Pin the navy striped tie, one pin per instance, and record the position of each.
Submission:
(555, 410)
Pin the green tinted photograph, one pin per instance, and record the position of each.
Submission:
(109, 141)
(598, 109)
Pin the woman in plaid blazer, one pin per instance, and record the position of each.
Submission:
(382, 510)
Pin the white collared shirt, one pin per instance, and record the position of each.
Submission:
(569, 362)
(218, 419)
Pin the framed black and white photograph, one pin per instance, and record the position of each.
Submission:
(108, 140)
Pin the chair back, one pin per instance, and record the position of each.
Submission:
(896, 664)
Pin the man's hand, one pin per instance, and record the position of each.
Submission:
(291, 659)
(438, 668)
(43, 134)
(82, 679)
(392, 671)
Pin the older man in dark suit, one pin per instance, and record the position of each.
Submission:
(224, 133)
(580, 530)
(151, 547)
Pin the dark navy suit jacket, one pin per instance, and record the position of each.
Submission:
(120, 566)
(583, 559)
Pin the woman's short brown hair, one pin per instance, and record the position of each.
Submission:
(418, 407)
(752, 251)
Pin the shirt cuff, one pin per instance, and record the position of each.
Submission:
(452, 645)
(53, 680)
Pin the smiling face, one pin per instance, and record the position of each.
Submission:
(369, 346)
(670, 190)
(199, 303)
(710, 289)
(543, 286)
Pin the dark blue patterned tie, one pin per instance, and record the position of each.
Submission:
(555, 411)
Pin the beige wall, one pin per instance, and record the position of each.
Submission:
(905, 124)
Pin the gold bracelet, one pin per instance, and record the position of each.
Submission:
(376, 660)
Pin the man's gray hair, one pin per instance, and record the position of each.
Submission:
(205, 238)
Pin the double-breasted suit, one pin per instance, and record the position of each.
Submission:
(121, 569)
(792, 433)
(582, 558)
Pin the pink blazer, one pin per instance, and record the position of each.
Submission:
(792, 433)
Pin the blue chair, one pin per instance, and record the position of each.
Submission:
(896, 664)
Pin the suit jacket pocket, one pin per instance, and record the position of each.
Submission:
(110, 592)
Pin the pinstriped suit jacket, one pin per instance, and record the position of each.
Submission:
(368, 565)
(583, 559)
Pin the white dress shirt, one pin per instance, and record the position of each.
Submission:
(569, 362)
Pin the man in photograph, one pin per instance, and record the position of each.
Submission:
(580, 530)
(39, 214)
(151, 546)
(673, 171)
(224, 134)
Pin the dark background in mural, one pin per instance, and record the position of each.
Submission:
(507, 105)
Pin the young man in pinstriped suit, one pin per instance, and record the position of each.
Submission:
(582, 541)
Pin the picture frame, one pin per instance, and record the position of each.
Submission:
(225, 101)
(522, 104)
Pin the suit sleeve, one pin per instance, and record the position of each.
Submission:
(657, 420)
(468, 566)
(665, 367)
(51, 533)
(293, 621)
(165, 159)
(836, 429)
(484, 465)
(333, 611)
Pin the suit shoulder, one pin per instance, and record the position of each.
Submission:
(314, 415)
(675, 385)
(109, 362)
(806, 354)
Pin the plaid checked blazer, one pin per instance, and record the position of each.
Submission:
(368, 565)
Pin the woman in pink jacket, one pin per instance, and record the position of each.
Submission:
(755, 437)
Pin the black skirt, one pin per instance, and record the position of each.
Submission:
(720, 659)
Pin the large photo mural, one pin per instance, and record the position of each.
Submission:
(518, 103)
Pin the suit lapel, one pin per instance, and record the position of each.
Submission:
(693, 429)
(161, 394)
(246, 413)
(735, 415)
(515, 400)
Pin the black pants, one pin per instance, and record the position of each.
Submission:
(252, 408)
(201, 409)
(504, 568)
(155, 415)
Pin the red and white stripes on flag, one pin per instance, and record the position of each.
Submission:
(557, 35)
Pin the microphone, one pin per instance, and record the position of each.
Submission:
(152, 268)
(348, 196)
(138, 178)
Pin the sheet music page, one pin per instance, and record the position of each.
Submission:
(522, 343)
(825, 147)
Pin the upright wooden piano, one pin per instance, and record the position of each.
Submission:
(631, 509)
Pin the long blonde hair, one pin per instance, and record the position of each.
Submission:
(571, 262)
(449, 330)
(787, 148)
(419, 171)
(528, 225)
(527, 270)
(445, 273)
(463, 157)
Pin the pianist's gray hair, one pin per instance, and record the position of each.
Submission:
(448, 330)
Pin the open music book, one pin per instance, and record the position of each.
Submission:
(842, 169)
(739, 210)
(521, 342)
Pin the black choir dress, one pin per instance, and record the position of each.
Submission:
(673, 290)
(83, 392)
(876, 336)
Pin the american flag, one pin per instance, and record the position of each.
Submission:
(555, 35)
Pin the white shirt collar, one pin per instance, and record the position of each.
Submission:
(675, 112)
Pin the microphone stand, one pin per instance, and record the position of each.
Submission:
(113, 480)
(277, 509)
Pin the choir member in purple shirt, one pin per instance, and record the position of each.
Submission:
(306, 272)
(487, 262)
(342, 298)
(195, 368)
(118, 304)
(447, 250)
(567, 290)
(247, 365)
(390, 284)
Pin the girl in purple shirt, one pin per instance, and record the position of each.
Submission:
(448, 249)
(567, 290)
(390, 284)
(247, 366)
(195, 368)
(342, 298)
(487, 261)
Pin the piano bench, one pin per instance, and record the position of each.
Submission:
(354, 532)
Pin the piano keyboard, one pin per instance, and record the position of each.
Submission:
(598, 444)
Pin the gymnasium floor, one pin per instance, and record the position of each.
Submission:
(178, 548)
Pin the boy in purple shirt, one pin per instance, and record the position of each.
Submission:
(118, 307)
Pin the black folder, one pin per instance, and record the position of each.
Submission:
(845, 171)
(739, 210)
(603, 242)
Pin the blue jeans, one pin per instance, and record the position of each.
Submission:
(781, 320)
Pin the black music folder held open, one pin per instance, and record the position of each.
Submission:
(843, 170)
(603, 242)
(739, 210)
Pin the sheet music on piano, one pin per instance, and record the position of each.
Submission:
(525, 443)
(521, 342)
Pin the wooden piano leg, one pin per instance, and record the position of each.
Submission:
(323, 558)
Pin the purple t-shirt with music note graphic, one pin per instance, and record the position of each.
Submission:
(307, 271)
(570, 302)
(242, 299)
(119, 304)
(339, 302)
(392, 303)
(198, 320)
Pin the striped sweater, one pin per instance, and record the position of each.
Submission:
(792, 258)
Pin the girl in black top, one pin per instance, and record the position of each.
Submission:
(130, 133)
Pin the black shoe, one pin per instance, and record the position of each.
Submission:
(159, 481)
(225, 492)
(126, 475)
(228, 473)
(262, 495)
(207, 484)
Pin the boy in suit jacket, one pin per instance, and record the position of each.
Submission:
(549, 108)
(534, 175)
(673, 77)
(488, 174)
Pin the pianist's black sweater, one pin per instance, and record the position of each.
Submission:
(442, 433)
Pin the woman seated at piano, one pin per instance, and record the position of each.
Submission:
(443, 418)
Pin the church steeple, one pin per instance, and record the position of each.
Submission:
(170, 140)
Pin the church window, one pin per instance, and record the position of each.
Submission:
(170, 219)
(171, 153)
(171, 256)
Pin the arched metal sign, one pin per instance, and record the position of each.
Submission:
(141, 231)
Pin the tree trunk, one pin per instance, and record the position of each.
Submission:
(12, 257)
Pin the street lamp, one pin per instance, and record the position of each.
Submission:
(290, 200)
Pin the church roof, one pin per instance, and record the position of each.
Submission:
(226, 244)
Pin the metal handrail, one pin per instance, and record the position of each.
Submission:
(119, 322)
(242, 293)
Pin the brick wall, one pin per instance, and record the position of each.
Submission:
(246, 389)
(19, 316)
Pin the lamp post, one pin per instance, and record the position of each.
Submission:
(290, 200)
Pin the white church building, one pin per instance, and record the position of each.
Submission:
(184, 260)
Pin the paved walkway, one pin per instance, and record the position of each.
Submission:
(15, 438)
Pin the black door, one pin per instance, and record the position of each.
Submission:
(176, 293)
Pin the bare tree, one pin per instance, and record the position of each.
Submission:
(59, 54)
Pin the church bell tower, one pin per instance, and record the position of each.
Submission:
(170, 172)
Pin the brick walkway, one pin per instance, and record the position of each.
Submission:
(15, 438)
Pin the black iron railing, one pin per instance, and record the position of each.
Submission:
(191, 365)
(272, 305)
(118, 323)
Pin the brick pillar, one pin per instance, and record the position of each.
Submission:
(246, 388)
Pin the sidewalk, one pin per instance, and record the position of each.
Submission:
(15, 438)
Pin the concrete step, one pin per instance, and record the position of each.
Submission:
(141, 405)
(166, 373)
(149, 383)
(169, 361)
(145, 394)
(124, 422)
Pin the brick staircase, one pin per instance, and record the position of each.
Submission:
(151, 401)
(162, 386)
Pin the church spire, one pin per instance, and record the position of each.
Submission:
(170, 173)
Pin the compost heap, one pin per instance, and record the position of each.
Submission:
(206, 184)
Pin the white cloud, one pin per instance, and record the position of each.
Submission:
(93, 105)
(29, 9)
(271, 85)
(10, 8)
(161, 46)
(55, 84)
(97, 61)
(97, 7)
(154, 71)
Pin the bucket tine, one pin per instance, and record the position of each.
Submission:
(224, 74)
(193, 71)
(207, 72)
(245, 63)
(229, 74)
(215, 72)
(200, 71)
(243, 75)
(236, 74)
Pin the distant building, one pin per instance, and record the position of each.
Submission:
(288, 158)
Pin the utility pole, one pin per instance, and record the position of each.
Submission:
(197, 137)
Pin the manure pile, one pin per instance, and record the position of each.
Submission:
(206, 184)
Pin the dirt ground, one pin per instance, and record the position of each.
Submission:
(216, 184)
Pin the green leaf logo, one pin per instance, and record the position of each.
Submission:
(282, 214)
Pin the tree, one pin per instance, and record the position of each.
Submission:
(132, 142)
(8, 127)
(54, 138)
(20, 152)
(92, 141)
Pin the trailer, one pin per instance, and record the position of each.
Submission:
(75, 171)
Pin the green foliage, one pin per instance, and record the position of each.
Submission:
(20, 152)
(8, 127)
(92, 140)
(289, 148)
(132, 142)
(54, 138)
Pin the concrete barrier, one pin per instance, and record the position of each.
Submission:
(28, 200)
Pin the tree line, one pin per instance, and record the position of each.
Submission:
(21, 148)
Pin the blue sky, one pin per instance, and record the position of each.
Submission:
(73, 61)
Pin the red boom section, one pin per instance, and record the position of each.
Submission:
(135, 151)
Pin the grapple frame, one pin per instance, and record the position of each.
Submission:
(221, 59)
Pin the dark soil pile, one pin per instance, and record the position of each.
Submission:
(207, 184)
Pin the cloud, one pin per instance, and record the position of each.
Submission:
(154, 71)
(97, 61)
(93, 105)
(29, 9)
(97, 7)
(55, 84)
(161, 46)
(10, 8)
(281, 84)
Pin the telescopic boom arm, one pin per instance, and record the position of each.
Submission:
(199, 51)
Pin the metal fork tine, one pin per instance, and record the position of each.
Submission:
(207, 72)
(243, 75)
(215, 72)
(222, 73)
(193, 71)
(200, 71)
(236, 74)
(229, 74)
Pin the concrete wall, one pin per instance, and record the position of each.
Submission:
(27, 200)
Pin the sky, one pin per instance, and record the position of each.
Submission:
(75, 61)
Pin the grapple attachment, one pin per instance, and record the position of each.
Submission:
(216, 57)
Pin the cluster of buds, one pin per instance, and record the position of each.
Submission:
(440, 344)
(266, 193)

-------

YOUR TASK :: Could you write out everything in the listing from the line containing "Pin the metal fork" down to the end of the listing, both ends included and the pin requests too, with every pin coordinate multiplied by 0.4 and rounded to a whole number, halves rounding up?

SOLUTION BELOW ::
Pin the metal fork tine, one pin per instance, and record the position of each.
Submission:
(83, 29)
(97, 30)
(86, 29)
(89, 29)
(77, 28)
(80, 28)
(94, 30)
(92, 30)
Pin the concrete wall, one pin per instance, and record the position of each.
Submission:
(11, 80)
Pin the sky, one pin per instance, and record the position of each.
Submission:
(30, 24)
Pin the grapple attachment, one pin per instance, and record the position of each.
Submission:
(86, 23)
Pin the cluster of buds, one pin per instance, and record the position of each.
Submission:
(176, 138)
(106, 77)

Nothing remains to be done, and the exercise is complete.